Tofu Confusion? Here’s a Tofu Buying Guide

Do you experience Tofu Confusion? It’s a condition defined by a lack of knowledge about what kinds of tofu to buy in various situations, not knowing where to buy tofu, and even how to pronounce it. If you’ve seen recipes like Vegan Breakfast Biscuit Casserole and Vegan Lemon Bars that call for tofu, you definitely want to know the right kinds of tofu to buy to make those recipes ASAP. This Tofu Buying Guide should help.

Tofu Buying Guide

Before becoming vegetarian, I did most of my cooking from neatly prepared boxes. I might have had to chop an onion, but that didn’t seem too difficult. There’s a yellow one, a white one, and a red one to choose from. Sure they each have their subtle variations in taste, but they’re still onions.

But when I first tried a recipe that called for tofu, it didn’t come with instructions on what kind to buy. So when I headed to the store I went to one of the grocery store attendants and mumbled through what to call it. I think I asked if he had any dooku (we had just recently watched Star Wars so the error was understandable). He eventually figured it out and sent me to the correct aisle. And that’s when I learned that there are different varieties of tofu. Tofu comes in all shapes and sizes…and textures from marinated, silken, firm, and extra firm. What was I to do?

Data section ▸

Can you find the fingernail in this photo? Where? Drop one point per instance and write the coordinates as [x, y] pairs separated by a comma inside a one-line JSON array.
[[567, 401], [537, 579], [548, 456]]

Your tasks ▸
1. Return the passage of the tofu post above word for word, beginning at "Tofu Confusion? Here’s" and stopping after "they’re still onions.".
2. Sum up the tofu post above in two sentences.
3. Answer these questions from the tofu post above:
(a) Which two recipes are named as calling for tofu?
(b) What three kinds of onion does the writer list?
(c) What word did the writer ask the grocery store attendant for?

Expected outputs ▸
1.
Tofu Confusion? Here’s a Tofu Buying Guide

Do you experience Tofu Confusion? It’s a condition defined by a lack of knowledge about what kinds of tofu to buy in various situations, not knowing where to buy tofu, and even how to pronounce it. If you’ve seen recipes like Vegan Breakfast Biscuit Casserole and Vegan Lemon Bars that call for tofu, you definitely want to know the right kinds of tofu to buy to make those recipes ASAP. This Tofu Buying Guide should help.

Tofu Buying Guide

Before becoming vegetarian, I did most of my cooking from neatly prepared boxes. I might have had to chop an onion, but that didn’t seem too difficult. There’s a yellow one, a white one, and a red one to choose from. Sure they each have their subtle variations in taste, but they’re still onions.

2. The tofu post describes "Tofu Confusion" as not knowing what kinds of tofu to buy, where to buy it, or how to pronounce it, and presents itself as a guide to help. The writer recalls asking a store attendant for "dooku" when a recipe called for tofu and then learning that tofu comes in varieties such as marinated, silken, firm, and extra firm.

3.
(a) Vegan Breakfast Biscuit Casserole and Vegan Lemon Bars
(b) A yellow one, a white one, and a red one
(c) Dooku